Print the records below line for line, changing nothing.

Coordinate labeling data
==============================

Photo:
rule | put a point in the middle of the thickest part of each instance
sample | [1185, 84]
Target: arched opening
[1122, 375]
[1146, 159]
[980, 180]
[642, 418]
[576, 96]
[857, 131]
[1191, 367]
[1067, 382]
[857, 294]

==============================

RESULT OF THE EXERCISE.
Photo:
rule | put a point in the middle of the thickest part of each instance
sample | [1185, 84]
Target: arched opening
[1122, 375]
[1146, 159]
[980, 180]
[642, 418]
[576, 96]
[857, 131]
[1191, 367]
[1067, 382]
[857, 294]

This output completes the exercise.